▼▼▼
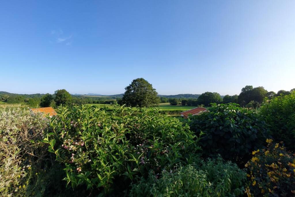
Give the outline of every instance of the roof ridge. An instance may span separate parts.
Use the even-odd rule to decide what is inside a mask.
[[[190,110],[193,110],[193,109],[196,109],[197,108],[202,108],[202,109],[205,109],[206,110],[207,110],[207,108],[201,108],[201,107],[197,107],[196,108],[193,108],[192,109],[190,109],[188,110],[186,110],[186,111],[183,111],[182,112],[181,112],[181,113],[183,113],[183,112],[187,112],[187,111],[189,111]]]

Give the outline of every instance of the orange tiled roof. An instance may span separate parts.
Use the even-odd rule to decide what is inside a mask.
[[[44,115],[47,115],[49,114],[49,115],[50,116],[53,115],[55,115],[57,114],[54,110],[53,109],[53,108],[51,107],[48,108],[41,108],[31,109],[31,110],[35,113],[43,113],[44,114]]]
[[[191,114],[193,115],[196,115],[200,112],[206,111],[207,111],[207,109],[206,108],[198,107],[192,109],[191,110],[183,112],[180,113],[183,115],[183,116],[187,117],[189,116],[189,114]]]

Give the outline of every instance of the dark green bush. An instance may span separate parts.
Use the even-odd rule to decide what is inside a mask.
[[[271,126],[275,141],[282,141],[288,149],[295,150],[295,92],[266,101],[259,113]]]
[[[73,188],[124,190],[137,176],[169,171],[197,157],[197,139],[177,119],[156,109],[62,107],[44,142],[65,166]]]
[[[213,104],[209,111],[191,117],[191,129],[205,135],[200,141],[206,156],[220,154],[239,164],[265,144],[267,129],[255,111],[235,103]]]
[[[246,173],[230,162],[201,161],[198,165],[181,166],[166,171],[158,179],[151,172],[132,185],[133,196],[231,196],[241,195]]]
[[[295,195],[295,154],[280,143],[266,140],[267,148],[252,153],[245,165],[248,196],[294,196]]]

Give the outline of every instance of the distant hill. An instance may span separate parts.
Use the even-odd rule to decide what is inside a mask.
[[[122,98],[123,97],[123,95],[124,95],[124,93],[122,94],[119,94],[118,95],[104,95],[104,96],[106,96],[108,97],[118,97],[118,98]]]
[[[44,95],[44,94],[15,94],[14,93],[10,93],[4,91],[0,91],[0,95],[7,95],[10,96],[24,96],[27,98],[35,98],[35,97],[41,97],[42,95]]]
[[[187,98],[187,99],[197,99],[201,95],[194,95],[191,94],[181,94],[175,95],[158,95],[160,97],[166,97],[168,98]]]
[[[99,94],[94,94],[94,93],[88,93],[87,95],[88,95],[88,96],[102,96],[102,95]]]

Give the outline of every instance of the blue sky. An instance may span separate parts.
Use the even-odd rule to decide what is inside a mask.
[[[295,88],[295,1],[0,1],[0,91]]]

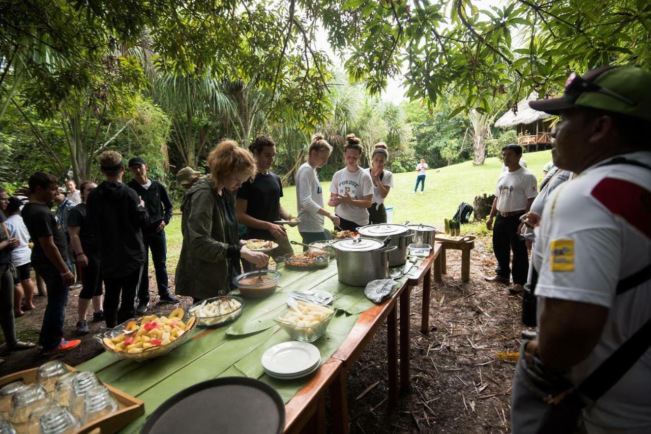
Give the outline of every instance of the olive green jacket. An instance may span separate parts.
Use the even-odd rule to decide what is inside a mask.
[[[183,198],[183,245],[176,266],[177,295],[203,299],[230,290],[229,282],[234,276],[229,275],[226,217],[217,196],[214,184],[204,177]],[[228,206],[235,206],[234,197],[225,198]]]

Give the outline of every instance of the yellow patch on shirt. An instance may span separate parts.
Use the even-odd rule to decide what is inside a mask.
[[[549,264],[552,271],[574,271],[574,240],[555,239],[551,241]]]

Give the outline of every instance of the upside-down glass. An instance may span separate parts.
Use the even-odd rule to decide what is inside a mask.
[[[22,426],[27,424],[31,413],[51,400],[45,388],[40,385],[25,386],[11,399],[9,421],[17,431],[23,431]]]
[[[91,387],[83,397],[84,416],[81,422],[90,424],[117,411],[118,403],[106,386],[100,385]]]
[[[25,432],[27,434],[38,434],[40,432],[40,417],[55,407],[61,406],[53,401],[48,401],[33,411],[27,419],[27,427]]]
[[[72,434],[81,424],[72,414],[62,407],[53,407],[40,417],[42,434]]]
[[[79,372],[66,372],[57,380],[54,386],[54,400],[59,405],[67,407],[70,405],[70,396],[72,390],[72,383]]]
[[[0,388],[0,412],[8,413],[11,408],[11,398],[16,392],[25,387],[23,381],[14,381]]]
[[[68,397],[68,407],[75,417],[82,419],[84,414],[83,396],[94,386],[98,386],[100,380],[93,372],[79,372],[72,381],[72,388]]]
[[[61,360],[51,360],[44,363],[36,372],[36,383],[43,386],[48,393],[54,392],[54,385],[59,377],[68,372]]]

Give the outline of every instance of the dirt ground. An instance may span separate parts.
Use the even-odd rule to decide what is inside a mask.
[[[495,267],[490,240],[478,239],[471,255],[471,280],[462,283],[461,256],[447,252],[447,274],[432,283],[430,331],[421,333],[421,288],[411,293],[411,390],[393,410],[388,408],[386,327],[380,329],[348,374],[350,431],[384,433],[505,433],[510,431],[510,394],[514,362],[497,353],[518,351],[520,342],[520,301],[506,287],[484,281]],[[174,277],[170,276],[171,288]],[[65,336],[74,336],[77,297],[71,291],[66,312]],[[155,280],[148,312],[168,312],[158,305]],[[189,297],[180,305],[189,306]],[[18,321],[23,340],[38,340],[46,297],[35,297],[36,308]],[[89,316],[90,318],[90,316]],[[77,348],[57,358],[76,365],[102,353],[92,335],[104,323],[90,323],[90,333],[80,338]],[[53,359],[37,350],[8,353],[3,345],[0,375],[35,367]]]

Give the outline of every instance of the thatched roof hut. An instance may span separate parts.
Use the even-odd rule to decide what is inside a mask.
[[[502,117],[497,120],[495,126],[501,128],[508,128],[515,126],[520,144],[527,146],[535,146],[536,150],[540,145],[545,149],[551,144],[552,138],[550,132],[552,129],[552,122],[546,120],[551,115],[543,111],[534,110],[529,106],[529,102],[538,99],[538,94],[535,92],[529,96],[529,98],[518,103],[518,110],[515,113],[509,110]]]

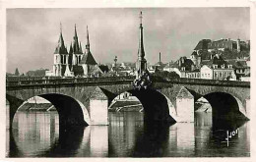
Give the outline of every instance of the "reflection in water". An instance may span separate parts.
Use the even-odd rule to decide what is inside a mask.
[[[144,123],[143,113],[109,112],[109,126],[59,128],[57,112],[17,112],[10,157],[194,157],[250,156],[249,123],[213,123],[195,113],[195,123],[170,127]],[[222,127],[220,127],[222,126]],[[227,147],[226,130],[239,129]],[[8,149],[7,149],[8,150]]]

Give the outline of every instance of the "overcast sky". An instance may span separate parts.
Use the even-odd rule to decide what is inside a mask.
[[[249,8],[8,9],[7,72],[52,69],[60,22],[68,49],[76,24],[85,51],[89,26],[91,52],[97,63],[113,63],[114,56],[117,62],[135,62],[140,11],[151,64],[159,61],[160,52],[163,63],[190,56],[203,38],[250,37]]]

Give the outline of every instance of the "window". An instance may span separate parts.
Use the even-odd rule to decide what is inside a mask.
[[[222,65],[222,69],[224,69],[224,65]]]

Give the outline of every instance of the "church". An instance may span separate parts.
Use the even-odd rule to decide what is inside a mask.
[[[88,27],[85,53],[83,53],[81,42],[79,42],[78,39],[76,25],[73,42],[70,44],[69,51],[65,46],[62,28],[60,27],[58,45],[55,48],[53,56],[53,69],[52,71],[46,71],[45,76],[90,78],[99,77],[101,74],[101,70],[98,68],[97,63],[90,51]]]

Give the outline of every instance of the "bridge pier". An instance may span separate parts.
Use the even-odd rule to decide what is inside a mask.
[[[18,108],[24,103],[24,100],[13,96],[8,96],[7,100],[9,101],[10,105],[9,110],[7,110],[6,112],[6,114],[9,115],[9,124],[7,124],[7,129],[11,130],[15,113],[17,112]]]
[[[182,86],[176,96],[177,122],[194,122],[194,96]]]

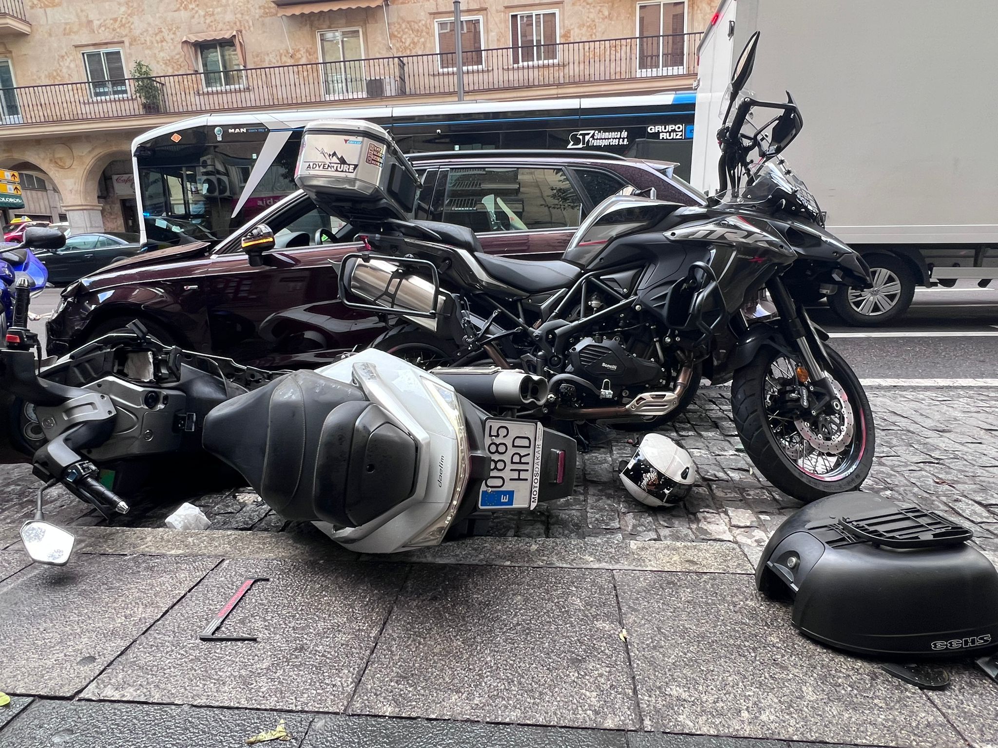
▲▲▲
= Task directions =
Repeat the records exactly, everything from the line that contains "Give the outline of every instance of the dark" down to the line that contains "[[[295,88],[295,1],[0,1],[0,91]]]", both included.

= Task solution =
Give the outline of every instance of the dark green bush. An instance may span separate parts.
Use the even-odd rule to decide what is inside a mask.
[[[271,126],[275,141],[282,141],[288,149],[295,150],[295,92],[266,101],[259,113]]]
[[[73,188],[124,190],[137,176],[169,171],[197,157],[197,139],[177,119],[156,109],[62,107],[44,142],[65,166]]]
[[[213,104],[209,111],[191,117],[191,129],[205,135],[200,141],[206,156],[220,154],[239,164],[265,144],[267,129],[255,111],[235,103]]]
[[[246,173],[230,162],[201,161],[198,165],[181,166],[166,171],[158,179],[151,172],[132,185],[133,196],[231,196],[241,195]]]
[[[295,195],[295,154],[280,143],[266,140],[267,148],[252,153],[245,165],[248,196],[294,196]]]

Give the outline of every instance of the distant hill. An instance may span separate parts.
Use the even-odd rule to decide what is inside a mask.
[[[122,98],[123,97],[123,95],[124,95],[124,93],[122,94],[119,94],[118,95],[104,95],[104,96],[106,96],[108,97],[118,97],[118,98]]]
[[[44,95],[44,94],[15,94],[14,93],[10,93],[4,91],[0,91],[0,95],[7,95],[10,96],[24,96],[27,98],[35,98],[35,97],[41,97],[42,95]]]
[[[187,98],[187,99],[197,99],[201,95],[194,95],[191,94],[181,94],[175,95],[158,95],[160,97],[166,97],[168,98]]]
[[[99,94],[94,94],[94,93],[88,93],[87,95],[88,95],[88,96],[102,96],[102,95]]]

Give the outline of every instance of the blue sky. An instance may span separate parts.
Use the even-odd rule to decide what is inside a mask.
[[[295,88],[295,1],[0,1],[0,91]]]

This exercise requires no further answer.